== Segment start ==
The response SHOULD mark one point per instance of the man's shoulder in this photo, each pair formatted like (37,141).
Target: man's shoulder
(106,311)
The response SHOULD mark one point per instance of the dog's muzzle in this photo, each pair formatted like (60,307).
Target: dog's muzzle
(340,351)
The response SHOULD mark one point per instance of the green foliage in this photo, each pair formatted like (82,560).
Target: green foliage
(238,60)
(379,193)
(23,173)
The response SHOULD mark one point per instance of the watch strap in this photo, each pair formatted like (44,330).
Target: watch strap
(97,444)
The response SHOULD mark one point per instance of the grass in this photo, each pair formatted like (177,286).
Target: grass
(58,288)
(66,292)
== Segment end ==
Print every entry exactly as it appears.

The response SHOULD mark one point per instance of the man's shoulder in this photo, each pair formatted like (37,141).
Target: man's shoulder
(106,311)
The response SHOULD mark one point per instance of the dog's muzzle in this photo, each pair formatted like (60,307).
Target: dog's muzzle
(340,351)
The response SHOULD mark one point per instance of the green foliage in this photo, each pair formatted like (82,560).
Target: green foliage
(238,60)
(379,193)
(23,173)
The response SHOULD mark one point per instance of the watch strap in this photo, each pair formatted like (44,330).
Target: watch strap
(97,444)
The response SHOULD mark one point per instance of the grass in this photo, each pair formatted like (177,286).
Target: grass
(58,288)
(66,292)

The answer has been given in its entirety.